Dataset:
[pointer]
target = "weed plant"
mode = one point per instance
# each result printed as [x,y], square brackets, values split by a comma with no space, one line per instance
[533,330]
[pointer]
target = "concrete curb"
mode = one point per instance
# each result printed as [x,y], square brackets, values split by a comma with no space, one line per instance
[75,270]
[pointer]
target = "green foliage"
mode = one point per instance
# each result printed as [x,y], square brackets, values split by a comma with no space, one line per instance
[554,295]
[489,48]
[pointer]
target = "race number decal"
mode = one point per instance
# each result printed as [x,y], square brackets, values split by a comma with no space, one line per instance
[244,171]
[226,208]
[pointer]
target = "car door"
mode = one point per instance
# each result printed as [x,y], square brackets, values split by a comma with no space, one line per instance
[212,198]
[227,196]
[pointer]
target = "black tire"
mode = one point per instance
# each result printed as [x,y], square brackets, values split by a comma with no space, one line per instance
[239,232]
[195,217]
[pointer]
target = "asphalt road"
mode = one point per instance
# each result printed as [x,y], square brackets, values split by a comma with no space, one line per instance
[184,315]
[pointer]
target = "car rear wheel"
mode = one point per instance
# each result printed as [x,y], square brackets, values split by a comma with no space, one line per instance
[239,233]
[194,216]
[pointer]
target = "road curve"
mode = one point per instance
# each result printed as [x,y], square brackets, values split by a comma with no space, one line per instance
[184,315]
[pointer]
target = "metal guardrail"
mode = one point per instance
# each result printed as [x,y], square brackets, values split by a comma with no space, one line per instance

What you need to do: Write the complete data out, exactly as above.

Response:
[pointer]
target = "weed plant"
mode = one point per instance
# each result printed as [x,y], square brackets, values split by a comma with no space, one line per instance
[533,330]
[pointer]
target = "concrete curb"
mode = one point per instance
# each result printed as [x,y], square brackets, values split by a comma with no space, one line per instance
[75,270]
[pointer]
target = "green foliage"
mode = one point per instance
# each result printed as [x,y], square brackets, values split by a comma with no space, one line per instance
[554,295]
[489,48]
[pointer]
target = "race number decal"
mode = one point per instance
# each result printed as [x,y], square brackets, values split by a comma with no space, one line per instance
[244,171]
[226,208]
[pointer]
target = "car door"
mode = one point per instance
# each result printed as [x,y], square brackets, values split by a comma with no space, one line per instance
[212,198]
[227,196]
[pointer]
target = "black tire"
mode = one point per instance
# each result printed as [x,y], square brackets, values split by a comma with no space, one line per instance
[239,232]
[195,217]
[pointer]
target = "asphalt road"
mode = one point per instance
# each result printed as [x,y], square brackets, values split by a comma with no space, one line per instance
[184,315]
[pointer]
target = "car rear wheel"
mode = one point per instance
# each result printed as [x,y], square brackets, values split by a comma with no space, one line per instance
[239,233]
[194,216]
[pointer]
target = "road curve"
mode = one point per instance
# each result printed as [x,y], square brackets, values split by a comma with no space, one line per instance
[184,315]
[pointer]
target = "metal guardrail"
mode = one point per instance
# each result printed as [x,y], square brackets, values split by a comma with no space, one line per instance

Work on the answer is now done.